**Information given**.
#####
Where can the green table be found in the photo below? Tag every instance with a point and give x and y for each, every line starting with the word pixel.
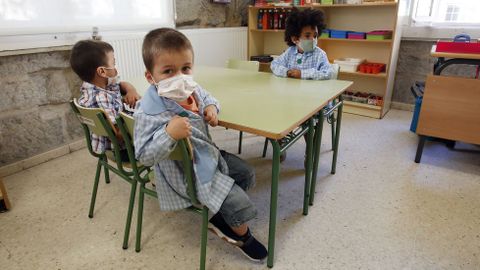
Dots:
pixel 272 107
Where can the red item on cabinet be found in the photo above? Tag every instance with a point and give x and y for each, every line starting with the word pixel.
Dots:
pixel 373 68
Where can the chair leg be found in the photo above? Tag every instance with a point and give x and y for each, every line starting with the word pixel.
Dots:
pixel 95 188
pixel 129 214
pixel 240 142
pixel 105 168
pixel 332 125
pixel 265 145
pixel 203 247
pixel 141 198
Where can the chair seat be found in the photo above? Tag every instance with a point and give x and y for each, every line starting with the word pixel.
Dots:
pixel 111 156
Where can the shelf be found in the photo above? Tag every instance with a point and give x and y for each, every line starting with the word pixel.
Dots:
pixel 268 30
pixel 386 41
pixel 373 4
pixel 378 75
pixel 362 109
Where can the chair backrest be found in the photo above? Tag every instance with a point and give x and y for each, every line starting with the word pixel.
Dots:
pixel 88 117
pixel 183 152
pixel 243 65
pixel 336 70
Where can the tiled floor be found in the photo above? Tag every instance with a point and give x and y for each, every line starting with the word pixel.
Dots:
pixel 380 211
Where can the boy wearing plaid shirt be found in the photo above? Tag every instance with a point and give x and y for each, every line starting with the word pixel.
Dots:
pixel 94 62
pixel 303 59
pixel 221 178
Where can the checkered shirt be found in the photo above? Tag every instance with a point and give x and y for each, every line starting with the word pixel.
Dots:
pixel 313 65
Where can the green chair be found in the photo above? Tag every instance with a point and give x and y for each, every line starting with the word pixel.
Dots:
pixel 93 120
pixel 183 152
pixel 242 65
pixel 330 116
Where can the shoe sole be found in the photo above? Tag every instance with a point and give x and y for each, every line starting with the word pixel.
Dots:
pixel 231 241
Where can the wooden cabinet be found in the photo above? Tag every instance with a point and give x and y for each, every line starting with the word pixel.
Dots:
pixel 362 18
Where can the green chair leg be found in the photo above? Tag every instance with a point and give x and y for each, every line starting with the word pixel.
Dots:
pixel 95 187
pixel 141 197
pixel 265 145
pixel 203 248
pixel 240 142
pixel 332 125
pixel 133 191
pixel 337 137
pixel 105 168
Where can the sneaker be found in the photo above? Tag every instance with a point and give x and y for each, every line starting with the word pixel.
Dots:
pixel 250 247
pixel 253 249
pixel 219 226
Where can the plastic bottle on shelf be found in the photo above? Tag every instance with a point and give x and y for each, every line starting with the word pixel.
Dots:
pixel 281 19
pixel 260 19
pixel 270 19
pixel 265 20
pixel 275 19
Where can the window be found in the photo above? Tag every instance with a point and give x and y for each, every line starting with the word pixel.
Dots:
pixel 449 13
pixel 44 23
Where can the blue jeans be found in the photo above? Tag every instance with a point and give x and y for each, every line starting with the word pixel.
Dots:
pixel 237 208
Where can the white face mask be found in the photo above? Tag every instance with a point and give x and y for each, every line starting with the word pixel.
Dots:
pixel 178 88
pixel 307 45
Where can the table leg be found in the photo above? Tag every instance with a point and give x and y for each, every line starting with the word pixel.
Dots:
pixel 316 154
pixel 308 169
pixel 421 144
pixel 273 202
pixel 337 135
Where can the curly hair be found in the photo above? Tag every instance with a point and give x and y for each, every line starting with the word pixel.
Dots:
pixel 299 19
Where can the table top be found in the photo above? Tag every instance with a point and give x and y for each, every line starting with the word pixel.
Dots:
pixel 262 103
pixel 453 55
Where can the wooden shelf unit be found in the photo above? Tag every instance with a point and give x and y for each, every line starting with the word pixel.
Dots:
pixel 365 17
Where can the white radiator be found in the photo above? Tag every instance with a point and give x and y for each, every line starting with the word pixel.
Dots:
pixel 212 47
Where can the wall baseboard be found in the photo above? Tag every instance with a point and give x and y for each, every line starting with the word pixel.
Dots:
pixel 41 158
pixel 402 106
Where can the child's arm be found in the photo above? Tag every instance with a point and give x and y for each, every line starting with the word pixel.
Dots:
pixel 279 65
pixel 321 71
pixel 130 93
pixel 156 136
pixel 106 102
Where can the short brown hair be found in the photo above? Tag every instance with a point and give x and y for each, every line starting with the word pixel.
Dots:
pixel 160 39
pixel 87 56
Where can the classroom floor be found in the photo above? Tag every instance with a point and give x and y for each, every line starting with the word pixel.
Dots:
pixel 380 211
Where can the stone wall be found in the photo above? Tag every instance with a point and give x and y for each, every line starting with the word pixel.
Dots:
pixel 34 112
pixel 414 64
pixel 205 13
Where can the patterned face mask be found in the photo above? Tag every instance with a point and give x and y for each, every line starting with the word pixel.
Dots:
pixel 178 88
pixel 307 45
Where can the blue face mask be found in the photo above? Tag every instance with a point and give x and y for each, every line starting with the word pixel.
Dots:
pixel 307 45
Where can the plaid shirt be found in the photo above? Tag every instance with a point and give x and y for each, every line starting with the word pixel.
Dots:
pixel 313 65
pixel 153 146
pixel 110 100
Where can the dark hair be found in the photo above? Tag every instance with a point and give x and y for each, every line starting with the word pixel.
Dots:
pixel 299 19
pixel 87 56
pixel 160 39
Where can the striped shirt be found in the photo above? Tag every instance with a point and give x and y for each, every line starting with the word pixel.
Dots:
pixel 313 65
pixel 110 100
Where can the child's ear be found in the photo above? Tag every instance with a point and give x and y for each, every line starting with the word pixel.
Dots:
pixel 101 72
pixel 294 39
pixel 149 77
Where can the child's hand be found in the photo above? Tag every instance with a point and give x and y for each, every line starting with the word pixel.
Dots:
pixel 179 128
pixel 210 114
pixel 131 98
pixel 294 73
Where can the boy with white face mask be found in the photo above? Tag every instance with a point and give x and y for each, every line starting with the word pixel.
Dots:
pixel 221 178
pixel 303 59
pixel 94 62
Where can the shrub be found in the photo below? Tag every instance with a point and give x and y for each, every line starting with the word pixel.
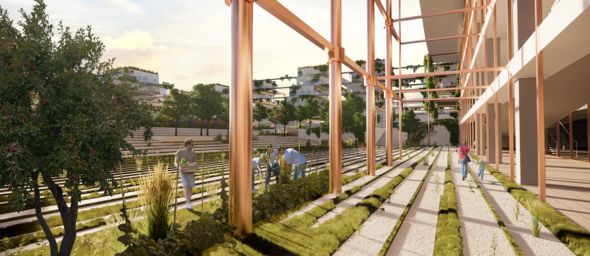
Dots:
pixel 155 192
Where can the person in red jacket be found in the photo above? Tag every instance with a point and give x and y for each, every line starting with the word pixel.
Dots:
pixel 463 151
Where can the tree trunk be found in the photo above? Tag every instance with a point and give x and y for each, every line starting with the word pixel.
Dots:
pixel 208 121
pixel 201 127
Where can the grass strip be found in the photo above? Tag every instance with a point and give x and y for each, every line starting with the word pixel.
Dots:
pixel 449 240
pixel 511 240
pixel 327 237
pixel 401 219
pixel 576 238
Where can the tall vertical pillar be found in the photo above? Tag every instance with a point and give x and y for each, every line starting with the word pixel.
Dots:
pixel 335 96
pixel 540 99
pixel 571 137
pixel 240 118
pixel 495 146
pixel 526 134
pixel 389 84
pixel 370 92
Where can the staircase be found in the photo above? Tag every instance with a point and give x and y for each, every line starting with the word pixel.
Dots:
pixel 564 140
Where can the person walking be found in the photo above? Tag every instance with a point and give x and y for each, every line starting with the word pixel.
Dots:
pixel 187 176
pixel 293 158
pixel 256 162
pixel 465 159
pixel 482 167
pixel 273 168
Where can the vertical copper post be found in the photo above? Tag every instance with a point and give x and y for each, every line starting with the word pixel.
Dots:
pixel 540 99
pixel 558 147
pixel 510 90
pixel 370 89
pixel 240 132
pixel 401 104
pixel 336 99
pixel 496 121
pixel 389 85
pixel 571 138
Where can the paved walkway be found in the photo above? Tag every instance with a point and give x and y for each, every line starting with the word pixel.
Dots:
pixel 568 186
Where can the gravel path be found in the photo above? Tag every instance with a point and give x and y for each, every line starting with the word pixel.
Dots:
pixel 478 224
pixel 367 190
pixel 377 228
pixel 505 204
pixel 417 233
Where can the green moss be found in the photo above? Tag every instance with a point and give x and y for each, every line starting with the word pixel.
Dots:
pixel 297 236
pixel 576 238
pixel 509 237
pixel 402 217
pixel 448 239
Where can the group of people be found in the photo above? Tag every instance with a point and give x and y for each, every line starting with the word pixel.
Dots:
pixel 295 163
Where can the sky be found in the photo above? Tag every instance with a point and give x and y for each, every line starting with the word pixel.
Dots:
pixel 188 42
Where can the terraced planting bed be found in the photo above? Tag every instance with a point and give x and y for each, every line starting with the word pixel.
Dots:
pixel 94 212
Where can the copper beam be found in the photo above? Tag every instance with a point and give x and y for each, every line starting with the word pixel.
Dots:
pixel 441 13
pixel 510 90
pixel 439 38
pixel 442 99
pixel 441 73
pixel 335 95
pixel 390 29
pixel 447 89
pixel 370 90
pixel 388 99
pixel 540 99
pixel 571 138
pixel 240 131
pixel 497 113
pixel 558 154
pixel 400 81
pixel 276 9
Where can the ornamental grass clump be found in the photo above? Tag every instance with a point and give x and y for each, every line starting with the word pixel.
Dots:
pixel 156 192
pixel 537 208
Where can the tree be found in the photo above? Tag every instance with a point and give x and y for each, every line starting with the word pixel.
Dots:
pixel 274 116
pixel 176 105
pixel 313 109
pixel 414 128
pixel 79 123
pixel 288 114
pixel 260 112
pixel 207 103
pixel 300 114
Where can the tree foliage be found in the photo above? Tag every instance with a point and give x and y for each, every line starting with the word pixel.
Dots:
pixel 79 123
pixel 176 105
pixel 207 103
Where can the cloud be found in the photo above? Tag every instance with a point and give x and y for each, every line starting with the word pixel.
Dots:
pixel 137 48
pixel 127 6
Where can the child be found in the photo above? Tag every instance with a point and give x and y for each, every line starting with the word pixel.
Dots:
pixel 482 167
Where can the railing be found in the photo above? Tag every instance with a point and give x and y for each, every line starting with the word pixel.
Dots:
pixel 568 133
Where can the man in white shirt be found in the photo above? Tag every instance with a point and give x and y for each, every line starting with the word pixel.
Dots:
pixel 255 167
pixel 293 158
pixel 273 167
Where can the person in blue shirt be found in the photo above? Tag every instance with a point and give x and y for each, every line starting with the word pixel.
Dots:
pixel 255 167
pixel 293 158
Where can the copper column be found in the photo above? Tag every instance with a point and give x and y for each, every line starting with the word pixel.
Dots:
pixel 370 89
pixel 336 99
pixel 389 85
pixel 240 120
pixel 540 100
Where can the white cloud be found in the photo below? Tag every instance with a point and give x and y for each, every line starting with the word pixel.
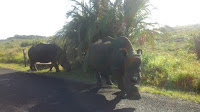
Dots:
pixel 27 17
pixel 176 12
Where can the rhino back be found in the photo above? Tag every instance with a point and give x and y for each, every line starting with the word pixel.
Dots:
pixel 99 56
pixel 43 52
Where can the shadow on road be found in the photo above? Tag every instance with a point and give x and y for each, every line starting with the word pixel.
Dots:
pixel 30 92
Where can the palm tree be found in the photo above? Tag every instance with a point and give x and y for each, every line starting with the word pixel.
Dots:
pixel 96 19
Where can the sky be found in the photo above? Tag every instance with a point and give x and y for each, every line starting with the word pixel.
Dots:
pixel 46 17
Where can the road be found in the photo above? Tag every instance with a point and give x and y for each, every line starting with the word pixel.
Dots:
pixel 29 92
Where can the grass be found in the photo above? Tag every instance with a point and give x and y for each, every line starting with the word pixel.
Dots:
#####
Copy out the rows above from the line containing "Where can the table leg" through the line containing "pixel 212 47", both lines included, reproducing each one without any change.

**Final answer**.
Where can the table leg be found in the photo above? Tag every instance with a point and give x and y for each, every line starting with the word pixel.
Dots:
pixel 316 154
pixel 308 169
pixel 421 144
pixel 273 202
pixel 337 135
Where can the curly hair be found in the photo above? Tag every instance with a point and give x and y for each, every line starting with the word pixel.
Dots:
pixel 299 19
Where can the table top be found in the photo above? Tag every instance with a point and give x and y for each, every line starting with the word pixel.
Dots:
pixel 262 103
pixel 453 55
Where can the wooden shelf unit be found in the photo above? Tag every instance with a point and give x and y for each, every line starting with the word pixel.
Dots:
pixel 365 17
Where can the white radiator be found in the photo above? Tag every instance with a point and give x and y for each, every line starting with the word pixel.
Dots:
pixel 212 47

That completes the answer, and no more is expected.